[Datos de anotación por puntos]
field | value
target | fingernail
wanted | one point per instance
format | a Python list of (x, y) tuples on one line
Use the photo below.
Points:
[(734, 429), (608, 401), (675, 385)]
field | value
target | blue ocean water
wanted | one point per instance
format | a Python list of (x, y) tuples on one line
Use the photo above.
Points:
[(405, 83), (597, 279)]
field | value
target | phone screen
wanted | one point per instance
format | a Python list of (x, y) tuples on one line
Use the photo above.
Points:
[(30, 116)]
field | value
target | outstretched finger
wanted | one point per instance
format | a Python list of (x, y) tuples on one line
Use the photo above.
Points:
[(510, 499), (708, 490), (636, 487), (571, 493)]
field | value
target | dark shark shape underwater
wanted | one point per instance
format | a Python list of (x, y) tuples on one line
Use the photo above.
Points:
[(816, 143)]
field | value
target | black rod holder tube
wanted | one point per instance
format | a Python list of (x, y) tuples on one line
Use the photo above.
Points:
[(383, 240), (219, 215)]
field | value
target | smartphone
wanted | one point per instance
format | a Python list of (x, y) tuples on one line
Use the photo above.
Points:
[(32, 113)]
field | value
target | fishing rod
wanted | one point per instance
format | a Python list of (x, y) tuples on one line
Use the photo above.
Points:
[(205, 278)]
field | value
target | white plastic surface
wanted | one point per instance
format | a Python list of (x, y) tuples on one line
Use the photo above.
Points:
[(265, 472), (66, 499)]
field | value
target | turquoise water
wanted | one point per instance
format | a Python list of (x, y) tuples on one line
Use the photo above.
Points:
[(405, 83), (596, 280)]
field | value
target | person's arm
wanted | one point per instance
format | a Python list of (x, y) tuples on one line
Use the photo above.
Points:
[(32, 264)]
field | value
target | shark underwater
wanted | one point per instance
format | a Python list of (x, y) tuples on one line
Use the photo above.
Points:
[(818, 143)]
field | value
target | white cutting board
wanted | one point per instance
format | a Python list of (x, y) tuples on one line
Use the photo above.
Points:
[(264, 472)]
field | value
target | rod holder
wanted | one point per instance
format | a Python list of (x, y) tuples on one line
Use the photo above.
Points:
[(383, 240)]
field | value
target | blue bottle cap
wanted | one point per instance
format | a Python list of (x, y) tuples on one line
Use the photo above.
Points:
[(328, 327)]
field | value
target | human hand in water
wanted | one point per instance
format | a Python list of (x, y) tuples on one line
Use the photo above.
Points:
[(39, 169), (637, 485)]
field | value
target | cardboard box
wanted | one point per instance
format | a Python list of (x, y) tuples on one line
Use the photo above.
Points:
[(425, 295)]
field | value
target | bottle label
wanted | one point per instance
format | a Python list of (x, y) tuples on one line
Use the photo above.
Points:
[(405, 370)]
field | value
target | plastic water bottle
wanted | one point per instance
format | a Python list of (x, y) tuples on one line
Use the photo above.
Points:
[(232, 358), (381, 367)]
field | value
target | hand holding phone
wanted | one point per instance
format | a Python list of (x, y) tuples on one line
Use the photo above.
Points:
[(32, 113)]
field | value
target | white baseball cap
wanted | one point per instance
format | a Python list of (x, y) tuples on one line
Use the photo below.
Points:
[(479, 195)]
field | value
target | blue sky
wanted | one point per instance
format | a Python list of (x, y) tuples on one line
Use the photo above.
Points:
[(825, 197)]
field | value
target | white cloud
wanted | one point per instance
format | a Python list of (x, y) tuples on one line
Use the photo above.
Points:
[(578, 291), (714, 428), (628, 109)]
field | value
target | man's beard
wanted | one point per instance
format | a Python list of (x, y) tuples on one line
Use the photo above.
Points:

▸ **La tarea**
Vuelve a escribir todos los ítems anteriores, de principio a fin, sin alterar ni una sola línea.

▸ **Resultado esperado**
field | value
target | fingernail
wanted | one point per instance
format | a Python list of (x, y) tuples on one line
Use the photo below.
Points:
[(734, 429), (608, 401), (675, 385)]
field | value
target | blue ocean water
wanted | one point per instance
format | a Python list of (x, y) tuples on one line
Use the photo above.
Points:
[(405, 83), (597, 279)]
field | value
target | phone screen
wanted | one point per instance
format | a Python list of (x, y) tuples on one line
Use the photo above.
Points:
[(30, 116)]
field | value
target | outstretched finger
wanted | one point per instance
format | a Python list of (x, y) tuples on one line
Use the photo above.
Points:
[(510, 499), (708, 490), (636, 487), (571, 493)]
field | value
target | dark shark shape underwater
wanted | one point per instance
format | a Python list of (x, y) tuples on one line
Use the photo above.
Points:
[(816, 143)]
field | value
target | black rod holder tube
wanted | one point per instance
format | a Python list of (x, y) tuples on one line
Use the photo above.
Points:
[(383, 240), (219, 215)]
field | value
target | smartphone
wanted | one point per instance
format | a Python list of (x, y) tuples on one line
Use the photo above.
Points:
[(32, 113)]
field | value
target | fishing rod
wanted | one point per instance
format | a Python list of (x, y) tuples on one line
Use the photo above.
Points:
[(205, 278)]
field | value
target | white plastic surface
wanted | one point per instance
format | a Python list of (x, y) tuples on one line
Use the photo above.
Points:
[(265, 472), (66, 499)]
field | value
target | turquoise water
wanted | one point per instance
format | a Python list of (x, y) tuples on one line
Use the photo above.
Points:
[(405, 83), (596, 280)]
field | value
target | person's arm
wanted | one point per instance
format | a Python list of (x, y) tuples on one line
Use the photo above.
Points:
[(32, 264)]
field | value
target | shark underwater
wanted | one point per instance
format | a Python list of (x, y) tuples on one line
Use the photo above.
Points:
[(818, 143)]
field | value
target | white cutting board
wanted | one point per instance
format | a Python list of (x, y) tuples on one line
Use the photo above.
Points:
[(264, 472)]
field | value
target | rod holder
wanted | one point per instance
format | a Python list of (x, y) tuples on one line
Use the photo above.
Points:
[(383, 240)]
field | value
target | blue bottle cap
wanted | one point per instance
format | a Python list of (x, y) tuples on one line
Use the photo above.
Points:
[(328, 327)]
field | value
target | human hand in water
wanted | one point per instance
format | a Python list of (x, y) tuples on one line
Use the photo above.
Points:
[(39, 169), (637, 485)]
field | value
target | cardboard box
wanted | one point per instance
format | a Python list of (x, y) tuples on one line
Use the photo above.
Points:
[(425, 295)]
field | value
target | bottle label
wanted | one point per instance
format | a Python list of (x, y) tuples on one line
Use the photo above.
Points:
[(405, 370)]
field | value
target | plastic water bottle
wanted | one point per instance
format | a Python list of (x, y) tuples on one line
Use the photo above.
Points:
[(232, 358), (381, 367)]
field | value
target | hand holding phone
wanted | one point per instance
format | a Python list of (x, y) tuples on one line
Use the photo above.
Points:
[(32, 113)]
field | value
target | white baseball cap
wanted | one point per instance
format | a Python list of (x, y) tuples on one line
Use the photo below.
Points:
[(479, 195)]
field | value
target | blue sky
wanted | one point per instance
format | a Python list of (x, y) tuples on one line
Use the photo above.
Points:
[(825, 197)]
field | value
target | white cloud
wanted | one point per instance
format | a Python list of (x, y) tuples on one line
Use the photo above.
Points:
[(578, 291), (714, 428), (628, 109)]
field | value
target | man's beard
wanted | one point per instance
format | a Python list of (x, y) tuples on one line
Use the photo above.
Points:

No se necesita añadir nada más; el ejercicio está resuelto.